ACTIVITIES:
a) Answer these questions using the forum thread about a partner's drinking:
(i) What does the second commenter say their profession is?
(ii) How long has the writer replying to @Beth known him?
(iii) What did he find out at rehab that made him not want to stay?
b) Please list every trait that the commenter in the forum thread about a partner's drinking says he seems to show, based on what was written.
c) Carry on the forum thread about a partner's drinking from its last sentence.

PAGE EXCERPT:
□ □ □ □ □

This guy is nuts. I feel like he's trying to see how much can get away with being an asshole. I'm sorry you're going thru this. This isnt normal.
I'm a HC professional and I'm not diagnosing by any stretch, but the first thing that came to mind was low mood/ depression. By what you've written he seems irritable, lack of motivation, 'doesn't care', argumentative, losing interest in things he may have once enjoyed. Does he seem more tired? Sleeping badly? Reduced eating? He definitely seems low in spirit and possibly struggling to understand and talk about his own feelings. This is a really tough situation for you and probably for him deep down. You can only offer suggestions that he gets the help.
@Beth So there are some complexities. I’ve known him for 10years. He drank daily from 17 on. When young, everyone is drinking so it was hard to see an issue…but even through marriage and having kids he had the habit of needing at least 2 40oz a night after work and more if he can get away with it. Also binging sometimes when liquor is accessible…he’s very clearly an alcoholic and he also has always had a habit of the majority of free time being a combo of drinking/gaming. He will do things aside from that if I plan it, sometimes willingly and he has a great time, sometimes it’s a fight to get him to go but he always ends up enjoying himself unless he’s in a mood. Alcohol like this just impacts things, even if he isn’t getting wasted it creates this toxic energy about him, it’s just bad, so he in January it turned into him agreeing to go to rehab. I got him into one for free, packed him up, we drove him there and he didn’t want to stay when he found out he couldn’t have his phone.

□ □ □ □ □

Recorded data:
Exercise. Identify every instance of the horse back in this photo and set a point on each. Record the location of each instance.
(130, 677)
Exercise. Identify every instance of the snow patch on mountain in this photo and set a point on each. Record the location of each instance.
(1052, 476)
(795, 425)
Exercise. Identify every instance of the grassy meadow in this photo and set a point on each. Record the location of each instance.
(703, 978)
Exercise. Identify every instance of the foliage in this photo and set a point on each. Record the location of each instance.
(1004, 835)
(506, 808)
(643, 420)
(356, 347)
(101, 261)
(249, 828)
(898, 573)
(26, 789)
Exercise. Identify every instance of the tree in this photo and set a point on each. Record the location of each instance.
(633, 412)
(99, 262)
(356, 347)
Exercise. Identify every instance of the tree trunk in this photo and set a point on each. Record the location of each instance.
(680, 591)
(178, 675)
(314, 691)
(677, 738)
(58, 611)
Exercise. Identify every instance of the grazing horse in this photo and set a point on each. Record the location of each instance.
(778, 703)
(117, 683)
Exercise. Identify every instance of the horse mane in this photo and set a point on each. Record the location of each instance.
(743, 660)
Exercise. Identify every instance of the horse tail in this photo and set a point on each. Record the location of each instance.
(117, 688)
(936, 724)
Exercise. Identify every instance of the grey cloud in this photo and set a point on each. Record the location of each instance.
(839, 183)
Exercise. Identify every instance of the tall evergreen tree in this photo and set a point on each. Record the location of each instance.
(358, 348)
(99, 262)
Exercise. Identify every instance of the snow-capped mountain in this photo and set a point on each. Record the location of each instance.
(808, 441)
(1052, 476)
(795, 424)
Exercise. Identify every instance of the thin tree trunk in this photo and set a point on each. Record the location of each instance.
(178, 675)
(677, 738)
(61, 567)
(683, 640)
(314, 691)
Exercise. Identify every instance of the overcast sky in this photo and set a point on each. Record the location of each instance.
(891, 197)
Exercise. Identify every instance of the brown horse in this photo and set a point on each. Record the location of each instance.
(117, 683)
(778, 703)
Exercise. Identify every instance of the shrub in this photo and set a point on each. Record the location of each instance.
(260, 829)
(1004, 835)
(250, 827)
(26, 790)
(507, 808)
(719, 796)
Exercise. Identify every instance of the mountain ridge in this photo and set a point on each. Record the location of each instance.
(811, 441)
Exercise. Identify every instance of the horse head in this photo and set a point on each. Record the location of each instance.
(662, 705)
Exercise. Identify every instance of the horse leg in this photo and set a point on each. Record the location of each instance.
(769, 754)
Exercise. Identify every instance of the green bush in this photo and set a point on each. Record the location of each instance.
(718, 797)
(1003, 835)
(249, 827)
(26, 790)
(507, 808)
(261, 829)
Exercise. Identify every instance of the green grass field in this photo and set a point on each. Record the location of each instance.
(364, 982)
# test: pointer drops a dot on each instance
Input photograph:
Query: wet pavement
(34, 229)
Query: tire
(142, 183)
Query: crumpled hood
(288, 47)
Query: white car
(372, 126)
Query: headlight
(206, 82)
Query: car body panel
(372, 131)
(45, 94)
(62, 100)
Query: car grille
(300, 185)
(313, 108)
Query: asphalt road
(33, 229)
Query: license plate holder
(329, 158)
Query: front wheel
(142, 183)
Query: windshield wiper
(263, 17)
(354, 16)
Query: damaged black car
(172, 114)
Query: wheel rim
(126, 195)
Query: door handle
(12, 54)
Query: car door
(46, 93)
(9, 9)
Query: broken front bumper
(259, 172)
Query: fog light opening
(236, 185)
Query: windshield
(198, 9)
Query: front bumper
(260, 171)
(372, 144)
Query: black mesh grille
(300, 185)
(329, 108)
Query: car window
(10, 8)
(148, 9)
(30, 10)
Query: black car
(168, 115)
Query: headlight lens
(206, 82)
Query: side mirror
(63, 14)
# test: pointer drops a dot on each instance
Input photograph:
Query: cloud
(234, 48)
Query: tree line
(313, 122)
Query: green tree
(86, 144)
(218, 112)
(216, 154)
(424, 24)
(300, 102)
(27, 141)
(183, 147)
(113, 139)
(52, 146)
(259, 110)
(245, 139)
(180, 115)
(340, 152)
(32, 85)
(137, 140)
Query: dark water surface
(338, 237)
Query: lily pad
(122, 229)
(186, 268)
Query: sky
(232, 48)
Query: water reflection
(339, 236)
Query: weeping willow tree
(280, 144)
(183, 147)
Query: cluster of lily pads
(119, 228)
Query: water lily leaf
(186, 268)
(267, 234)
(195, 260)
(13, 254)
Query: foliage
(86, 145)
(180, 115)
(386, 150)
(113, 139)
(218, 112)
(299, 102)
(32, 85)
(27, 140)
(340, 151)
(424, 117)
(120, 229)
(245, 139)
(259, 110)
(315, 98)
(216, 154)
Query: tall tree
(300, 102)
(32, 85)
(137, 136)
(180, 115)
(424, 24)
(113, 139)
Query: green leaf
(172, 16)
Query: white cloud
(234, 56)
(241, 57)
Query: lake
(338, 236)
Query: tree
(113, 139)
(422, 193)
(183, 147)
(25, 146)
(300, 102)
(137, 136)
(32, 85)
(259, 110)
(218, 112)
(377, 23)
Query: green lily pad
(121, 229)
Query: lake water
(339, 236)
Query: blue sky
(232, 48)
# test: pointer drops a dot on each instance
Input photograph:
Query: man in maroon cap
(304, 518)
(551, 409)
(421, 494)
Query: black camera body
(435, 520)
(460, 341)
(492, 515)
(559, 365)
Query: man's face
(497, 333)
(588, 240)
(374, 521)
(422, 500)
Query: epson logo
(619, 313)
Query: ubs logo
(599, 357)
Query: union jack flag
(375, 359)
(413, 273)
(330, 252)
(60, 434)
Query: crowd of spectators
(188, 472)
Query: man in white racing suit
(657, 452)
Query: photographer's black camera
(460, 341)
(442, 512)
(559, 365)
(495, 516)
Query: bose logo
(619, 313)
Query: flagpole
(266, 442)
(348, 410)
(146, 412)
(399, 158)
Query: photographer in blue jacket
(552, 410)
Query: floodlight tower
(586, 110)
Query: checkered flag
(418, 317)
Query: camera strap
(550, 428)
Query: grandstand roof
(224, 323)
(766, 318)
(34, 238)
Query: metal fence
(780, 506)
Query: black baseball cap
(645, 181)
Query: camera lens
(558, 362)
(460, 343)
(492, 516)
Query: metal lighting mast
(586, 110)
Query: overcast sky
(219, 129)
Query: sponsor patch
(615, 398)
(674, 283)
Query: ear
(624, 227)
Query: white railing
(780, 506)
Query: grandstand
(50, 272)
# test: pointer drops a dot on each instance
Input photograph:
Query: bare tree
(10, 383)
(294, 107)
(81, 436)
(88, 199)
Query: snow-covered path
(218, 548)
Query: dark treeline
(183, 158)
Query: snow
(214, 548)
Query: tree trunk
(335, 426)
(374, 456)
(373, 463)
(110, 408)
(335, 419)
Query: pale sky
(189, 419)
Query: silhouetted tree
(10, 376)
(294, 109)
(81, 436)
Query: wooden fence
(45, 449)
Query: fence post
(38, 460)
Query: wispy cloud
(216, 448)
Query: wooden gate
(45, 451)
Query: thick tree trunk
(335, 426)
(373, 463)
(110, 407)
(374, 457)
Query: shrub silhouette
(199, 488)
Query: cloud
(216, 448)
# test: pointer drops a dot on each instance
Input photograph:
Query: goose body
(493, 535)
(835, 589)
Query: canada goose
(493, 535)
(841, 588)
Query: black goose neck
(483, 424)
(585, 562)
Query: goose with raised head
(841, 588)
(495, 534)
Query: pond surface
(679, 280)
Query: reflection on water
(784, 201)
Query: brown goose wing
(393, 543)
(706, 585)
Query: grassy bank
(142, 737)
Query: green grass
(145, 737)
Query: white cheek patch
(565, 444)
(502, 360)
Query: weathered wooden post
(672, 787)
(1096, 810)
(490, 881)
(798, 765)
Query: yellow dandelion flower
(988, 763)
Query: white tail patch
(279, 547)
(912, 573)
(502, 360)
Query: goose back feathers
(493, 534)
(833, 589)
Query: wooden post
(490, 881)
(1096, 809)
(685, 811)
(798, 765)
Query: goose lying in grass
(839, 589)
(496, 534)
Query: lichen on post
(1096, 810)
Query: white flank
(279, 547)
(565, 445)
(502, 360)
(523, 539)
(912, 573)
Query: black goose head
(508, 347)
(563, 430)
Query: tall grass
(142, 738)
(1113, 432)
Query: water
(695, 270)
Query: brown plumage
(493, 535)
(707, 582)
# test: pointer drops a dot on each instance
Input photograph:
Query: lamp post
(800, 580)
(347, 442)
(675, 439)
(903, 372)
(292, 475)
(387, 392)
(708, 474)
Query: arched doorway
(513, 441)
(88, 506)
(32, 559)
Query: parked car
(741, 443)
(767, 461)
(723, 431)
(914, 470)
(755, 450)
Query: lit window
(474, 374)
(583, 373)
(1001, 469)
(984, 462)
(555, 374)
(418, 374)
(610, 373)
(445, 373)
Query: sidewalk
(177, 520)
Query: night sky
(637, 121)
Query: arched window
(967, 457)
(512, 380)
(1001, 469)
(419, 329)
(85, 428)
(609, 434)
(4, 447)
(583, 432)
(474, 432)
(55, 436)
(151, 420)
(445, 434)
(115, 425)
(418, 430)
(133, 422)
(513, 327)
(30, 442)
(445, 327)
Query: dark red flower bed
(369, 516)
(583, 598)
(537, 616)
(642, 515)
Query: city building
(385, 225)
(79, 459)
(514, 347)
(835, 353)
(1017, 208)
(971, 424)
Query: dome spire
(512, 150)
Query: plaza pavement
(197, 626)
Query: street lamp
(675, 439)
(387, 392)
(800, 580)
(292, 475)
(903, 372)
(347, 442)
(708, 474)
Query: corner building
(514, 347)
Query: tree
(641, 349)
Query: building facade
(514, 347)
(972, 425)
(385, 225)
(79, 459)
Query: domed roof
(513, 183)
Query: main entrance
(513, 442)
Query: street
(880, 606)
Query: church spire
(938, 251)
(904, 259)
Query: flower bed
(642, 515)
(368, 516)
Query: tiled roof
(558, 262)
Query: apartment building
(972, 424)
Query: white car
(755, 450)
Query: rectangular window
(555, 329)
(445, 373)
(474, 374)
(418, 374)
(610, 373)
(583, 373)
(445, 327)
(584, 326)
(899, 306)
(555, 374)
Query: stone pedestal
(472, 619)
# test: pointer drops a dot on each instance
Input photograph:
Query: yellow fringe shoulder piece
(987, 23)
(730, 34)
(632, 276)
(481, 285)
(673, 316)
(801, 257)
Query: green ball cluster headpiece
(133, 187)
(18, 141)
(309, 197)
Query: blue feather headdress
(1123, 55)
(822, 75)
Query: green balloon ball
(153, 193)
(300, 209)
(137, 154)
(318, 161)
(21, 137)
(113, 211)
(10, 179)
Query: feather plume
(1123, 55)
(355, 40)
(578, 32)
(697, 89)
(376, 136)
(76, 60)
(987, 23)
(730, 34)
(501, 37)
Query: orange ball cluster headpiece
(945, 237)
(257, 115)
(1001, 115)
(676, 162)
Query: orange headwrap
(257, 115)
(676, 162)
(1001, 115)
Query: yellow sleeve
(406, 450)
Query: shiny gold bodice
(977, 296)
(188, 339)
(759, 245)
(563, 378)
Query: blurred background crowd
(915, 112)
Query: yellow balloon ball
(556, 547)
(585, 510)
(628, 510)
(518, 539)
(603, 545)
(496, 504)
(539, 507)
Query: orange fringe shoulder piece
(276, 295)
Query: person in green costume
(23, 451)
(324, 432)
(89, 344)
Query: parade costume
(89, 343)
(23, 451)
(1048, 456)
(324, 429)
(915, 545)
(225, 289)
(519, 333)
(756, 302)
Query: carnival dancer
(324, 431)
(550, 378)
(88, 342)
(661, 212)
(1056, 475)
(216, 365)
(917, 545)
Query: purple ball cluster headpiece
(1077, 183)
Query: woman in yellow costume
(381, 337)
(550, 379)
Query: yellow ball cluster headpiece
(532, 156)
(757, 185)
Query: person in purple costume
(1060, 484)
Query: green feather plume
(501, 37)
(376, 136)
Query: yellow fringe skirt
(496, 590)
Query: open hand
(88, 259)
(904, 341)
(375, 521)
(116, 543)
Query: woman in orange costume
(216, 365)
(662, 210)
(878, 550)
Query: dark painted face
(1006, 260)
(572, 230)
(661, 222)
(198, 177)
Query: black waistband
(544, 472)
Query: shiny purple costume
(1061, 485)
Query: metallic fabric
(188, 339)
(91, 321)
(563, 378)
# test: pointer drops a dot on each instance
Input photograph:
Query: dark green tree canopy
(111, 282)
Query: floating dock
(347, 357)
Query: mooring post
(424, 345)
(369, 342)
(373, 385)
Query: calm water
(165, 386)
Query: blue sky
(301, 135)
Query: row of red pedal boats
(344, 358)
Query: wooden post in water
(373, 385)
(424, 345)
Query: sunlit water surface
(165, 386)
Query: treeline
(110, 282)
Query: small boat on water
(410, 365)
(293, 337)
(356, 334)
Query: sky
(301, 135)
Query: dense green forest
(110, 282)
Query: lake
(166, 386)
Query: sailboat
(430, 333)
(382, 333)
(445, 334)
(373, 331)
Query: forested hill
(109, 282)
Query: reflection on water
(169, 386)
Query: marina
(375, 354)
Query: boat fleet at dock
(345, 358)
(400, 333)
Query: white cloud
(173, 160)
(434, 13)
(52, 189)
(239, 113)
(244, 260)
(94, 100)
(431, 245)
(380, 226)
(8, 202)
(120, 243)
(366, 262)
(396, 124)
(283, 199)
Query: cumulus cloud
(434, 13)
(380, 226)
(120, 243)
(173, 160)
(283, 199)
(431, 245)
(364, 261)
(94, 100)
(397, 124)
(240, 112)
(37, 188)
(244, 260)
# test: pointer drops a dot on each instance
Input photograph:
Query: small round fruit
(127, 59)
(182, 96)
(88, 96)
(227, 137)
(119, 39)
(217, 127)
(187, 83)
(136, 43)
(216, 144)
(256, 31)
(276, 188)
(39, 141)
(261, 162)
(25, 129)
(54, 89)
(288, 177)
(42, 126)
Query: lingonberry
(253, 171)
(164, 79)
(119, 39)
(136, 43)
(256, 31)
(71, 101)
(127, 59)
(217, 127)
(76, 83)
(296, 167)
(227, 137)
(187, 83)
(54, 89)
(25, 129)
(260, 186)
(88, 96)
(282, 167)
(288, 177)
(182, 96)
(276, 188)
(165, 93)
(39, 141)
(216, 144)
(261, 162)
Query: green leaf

□ □ □ □ □

YOUR RESPONSES:
a)
(i) A HC professional.
(ii) 10 years.
(iii) That he couldn't have his phone.

b) Irritable; lack of motivation; 'doesn't care'; argumentative; losing interest in things he may have once enjoyed.

c)
He swore he would fix it himself. I told him he needs the mental health help, and he is in counseling so he said he’ll just keep that going…he actually did stop drinking…for a few weeks…and his attitude was so much better, he was better with work, nicer…then he started having a drink or two at celebrations or the football game every other weekend or so and. Is he is trying to have a few drinks night day of the weekend and I feel like the toxic vibe is seeping back in….I don’t think his entire issue is just alcohol related though…his mom is a complete narcissist and he’s a lot like her….mimics a lot of her behaviors, general selfishness..I notice it in the little things, like I’m holding a baby and bags and struggling and he won’t offer to help me or will shut the door and I can’t open it….or one of the kids drops something and they spill it and he leaves it even if he just watched me handsrub the floor until 3am
It’s really hard to separate what’s addiction what’s recovery what’s mental health what’s bad character… He’s leaving for basic training for the army in 2 months…I’m hoping that will be the official detox, positive influence, forced respect to shift things into a better place. He hasn’t been unable to use vices that long and he has never been away from us and had to clean and eat shit food and work out…curious to see how he is after
He sounds bipolar as hell.. that would drive me crazy! Very narcissistic behavior!
I’m dealing with the same thingggggg and have been for years but I’m leaving I can’t anymore my daughter turned 3 and I want to be happy and for her to see this behavior recognized it’s not good and give me signs like Okaii we need to go mommy.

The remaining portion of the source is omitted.